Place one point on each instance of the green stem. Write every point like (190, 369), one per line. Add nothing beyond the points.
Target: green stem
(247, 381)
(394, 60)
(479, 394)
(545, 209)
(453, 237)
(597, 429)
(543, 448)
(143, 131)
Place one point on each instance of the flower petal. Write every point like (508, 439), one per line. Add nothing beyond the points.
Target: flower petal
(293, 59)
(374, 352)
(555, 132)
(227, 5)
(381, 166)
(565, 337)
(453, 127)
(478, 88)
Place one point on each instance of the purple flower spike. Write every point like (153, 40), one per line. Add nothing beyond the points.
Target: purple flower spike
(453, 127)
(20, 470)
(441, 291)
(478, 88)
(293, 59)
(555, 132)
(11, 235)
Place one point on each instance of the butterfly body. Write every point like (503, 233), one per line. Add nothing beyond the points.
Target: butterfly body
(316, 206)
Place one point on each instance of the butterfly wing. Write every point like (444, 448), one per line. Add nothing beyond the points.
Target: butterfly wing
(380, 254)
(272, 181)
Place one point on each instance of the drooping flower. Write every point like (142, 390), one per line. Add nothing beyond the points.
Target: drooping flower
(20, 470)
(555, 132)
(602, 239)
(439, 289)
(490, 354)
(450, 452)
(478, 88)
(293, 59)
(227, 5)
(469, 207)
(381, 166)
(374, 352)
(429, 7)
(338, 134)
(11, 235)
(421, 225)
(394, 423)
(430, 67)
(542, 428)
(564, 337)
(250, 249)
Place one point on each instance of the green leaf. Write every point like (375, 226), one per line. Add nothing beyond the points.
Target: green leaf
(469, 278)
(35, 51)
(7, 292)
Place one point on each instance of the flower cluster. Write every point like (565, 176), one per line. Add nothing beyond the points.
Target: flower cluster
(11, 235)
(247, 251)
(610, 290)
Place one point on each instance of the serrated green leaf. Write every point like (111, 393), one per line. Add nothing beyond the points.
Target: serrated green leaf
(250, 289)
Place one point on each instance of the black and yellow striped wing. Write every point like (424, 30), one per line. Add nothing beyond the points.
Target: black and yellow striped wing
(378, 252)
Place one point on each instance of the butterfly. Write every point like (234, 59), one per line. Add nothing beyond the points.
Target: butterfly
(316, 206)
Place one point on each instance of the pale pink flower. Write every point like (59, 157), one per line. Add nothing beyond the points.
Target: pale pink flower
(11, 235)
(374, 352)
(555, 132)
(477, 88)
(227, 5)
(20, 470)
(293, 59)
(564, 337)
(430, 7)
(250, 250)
==*==
For this exercise, the records above must be returned exactly.

§ Exercise output
Place one point on each instance of the green stem. Write every point like (190, 369), one per line. Add nothing beyond the points.
Target: green stem
(247, 381)
(394, 60)
(479, 394)
(545, 209)
(453, 237)
(597, 429)
(543, 448)
(143, 131)
Place one point on each instance of the flower petal. Write every point like (508, 439), one per line. Add nothing beyond the points.
Target: flower petal
(293, 59)
(374, 352)
(555, 132)
(227, 5)
(381, 166)
(565, 337)
(453, 127)
(478, 88)
Place one point on each instance of the purple flower spike. Write every point like (153, 40), one per line. Add nothing beyond the points.
Target: purple flower spike
(453, 127)
(20, 470)
(441, 291)
(478, 88)
(293, 59)
(555, 132)
(11, 235)
Place one point on each instance of the butterfly body. Write every point like (503, 233), one per line. Add nothing beyond the points.
Target: butterfly body
(316, 206)
Place one point on each instance of the butterfly wing. Write every point like (444, 448), one per line. Add nothing beyond the points.
Target: butterfly wing
(380, 254)
(272, 181)
Place one point on each instance of the drooping flower. Write every point like (142, 390), one per line. Add nothing beyond the points.
Target: drooping flower
(20, 470)
(555, 132)
(602, 239)
(439, 289)
(490, 354)
(450, 452)
(478, 88)
(293, 59)
(227, 5)
(469, 207)
(381, 166)
(374, 352)
(429, 7)
(338, 134)
(11, 235)
(421, 225)
(394, 423)
(430, 67)
(542, 428)
(564, 337)
(250, 249)
Place one point on each instance of the green leaf. Write every point like (375, 226), one per line. Add nothing beyond the points.
Target: green leaf
(469, 278)
(35, 51)
(7, 292)
Place one point on each instance of the flower cluster. Write every point like (565, 176), one per line. Add nothing beyond the points.
Target: flower cluster
(11, 235)
(247, 251)
(610, 290)
Place one point on each instance of the serrated green leaf. Write every point like (111, 393), one per line. Add nothing beyond the points.
Target: serrated green leaf
(250, 289)
Place one point on each instance of the black and yellow striped wing. Write every point like (424, 30), one per line. Add nothing beyond the points.
Target: black and yellow striped wing
(378, 252)
Place one point on each instance of the butterfly. Write every point like (234, 59), one per line. Add nothing beyond the points.
Target: butterfly
(316, 206)
Place one point on each instance of the pale pink flower. Write every point like (59, 157), one per line. Add nothing beyond the points.
Target: pale pink flower
(11, 235)
(374, 352)
(555, 132)
(477, 88)
(227, 5)
(20, 470)
(293, 59)
(564, 337)
(430, 7)
(250, 250)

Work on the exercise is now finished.